**WHAT THE TASK REQUIRES**
Please print all of the records that follow with nothing altered.

::: DATASET

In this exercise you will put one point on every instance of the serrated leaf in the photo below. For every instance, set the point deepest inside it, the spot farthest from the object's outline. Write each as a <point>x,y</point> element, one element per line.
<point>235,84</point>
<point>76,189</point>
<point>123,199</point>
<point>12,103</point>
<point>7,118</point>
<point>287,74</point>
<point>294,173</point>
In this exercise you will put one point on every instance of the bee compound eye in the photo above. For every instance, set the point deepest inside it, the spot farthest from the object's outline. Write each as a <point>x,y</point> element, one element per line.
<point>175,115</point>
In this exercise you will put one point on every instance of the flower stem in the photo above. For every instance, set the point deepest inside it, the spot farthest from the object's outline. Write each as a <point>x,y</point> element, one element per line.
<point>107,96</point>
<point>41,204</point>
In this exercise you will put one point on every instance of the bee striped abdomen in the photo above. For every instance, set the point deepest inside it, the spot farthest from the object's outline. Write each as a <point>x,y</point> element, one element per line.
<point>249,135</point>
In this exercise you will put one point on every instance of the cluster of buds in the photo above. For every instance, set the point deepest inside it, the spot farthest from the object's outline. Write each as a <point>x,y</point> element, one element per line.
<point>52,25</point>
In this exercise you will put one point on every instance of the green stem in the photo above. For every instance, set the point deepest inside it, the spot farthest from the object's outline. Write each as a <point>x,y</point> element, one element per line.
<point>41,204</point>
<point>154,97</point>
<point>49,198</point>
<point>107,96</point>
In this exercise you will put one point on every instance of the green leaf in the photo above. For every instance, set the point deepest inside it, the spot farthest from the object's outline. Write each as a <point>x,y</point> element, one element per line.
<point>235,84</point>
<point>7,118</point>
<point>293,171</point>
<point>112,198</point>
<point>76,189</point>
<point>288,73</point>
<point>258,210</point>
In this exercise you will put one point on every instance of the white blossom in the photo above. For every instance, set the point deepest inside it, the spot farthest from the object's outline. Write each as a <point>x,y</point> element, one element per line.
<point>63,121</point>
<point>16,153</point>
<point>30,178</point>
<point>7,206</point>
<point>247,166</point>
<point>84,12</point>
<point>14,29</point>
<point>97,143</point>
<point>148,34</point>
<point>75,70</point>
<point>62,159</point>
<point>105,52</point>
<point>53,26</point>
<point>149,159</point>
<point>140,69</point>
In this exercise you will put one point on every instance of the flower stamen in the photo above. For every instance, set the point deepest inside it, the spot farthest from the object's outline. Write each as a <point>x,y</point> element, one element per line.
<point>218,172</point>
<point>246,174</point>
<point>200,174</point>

::::::

**ANSWER FOR THE TASK**
In this exercise you will put one point on every instance of the serrated leaf in the photo below. For every instance, set the point deepest inside it, the spot farthest from the object's outline. Write each as a <point>x,y</point> element, one element per line.
<point>235,84</point>
<point>76,189</point>
<point>123,199</point>
<point>12,103</point>
<point>7,118</point>
<point>287,74</point>
<point>294,173</point>
In this exercise you will put one point on every instance of the bee compound eye in the photo above. For every instance, set the point deepest inside it, the spot farthest from the object's outline. Write each as a <point>x,y</point> element, one element per line.
<point>175,115</point>
In this exercise you will put one point on every instance of the flower stem in the photo above. For every instance, set the point deepest inside it, the spot farthest from the object's outline. Write each as a <point>x,y</point> element, one element per line.
<point>107,96</point>
<point>41,204</point>
In this exercise you will put one point on every instance of the bee striped abdomen in the photo above. For every instance, set the point deepest inside it, the spot farthest from the object's outline. Write each as a <point>x,y</point> element, one element per line.
<point>249,135</point>
In this exercise you will put one point on every instance of the cluster of buds in the photo above. For every instance, set the point deepest inside it, the spot farthest from the object's outline. Write each as a <point>x,y</point> element, one element per line.
<point>52,25</point>
In this exercise you will put one point on every instance of the green stem in the photo above. For every instance, set the point deepest inside it, the spot farthest from the object's outline. Write each as a <point>x,y</point> element, one element per line.
<point>41,204</point>
<point>154,97</point>
<point>49,198</point>
<point>107,96</point>
In this exercise you will put one point on every instance of the green leaf in the photo above. For every instance, set the point deepest inside it, the spot farthest from the object's outline. Write each as a <point>x,y</point> element, one element per line.
<point>235,84</point>
<point>7,118</point>
<point>293,171</point>
<point>112,198</point>
<point>76,189</point>
<point>288,73</point>
<point>258,210</point>
In this exercise you will put one point on every instance of the white blossom in the photo above. For every instance, set the point deepest inside it, the spot farthest from the object's outline. Write each as a <point>x,y</point> element, one element per line.
<point>63,121</point>
<point>16,153</point>
<point>30,178</point>
<point>7,206</point>
<point>247,166</point>
<point>84,12</point>
<point>14,29</point>
<point>97,143</point>
<point>148,34</point>
<point>75,70</point>
<point>62,159</point>
<point>105,52</point>
<point>53,26</point>
<point>149,159</point>
<point>140,69</point>
In this exercise you will put one point on every instance of the flower stamen in the photo above. For every instance, set the point deepest inside it, the spot farthest from the object's outline. Write each as a <point>x,y</point> element, one element per line.
<point>218,172</point>
<point>246,174</point>
<point>200,174</point>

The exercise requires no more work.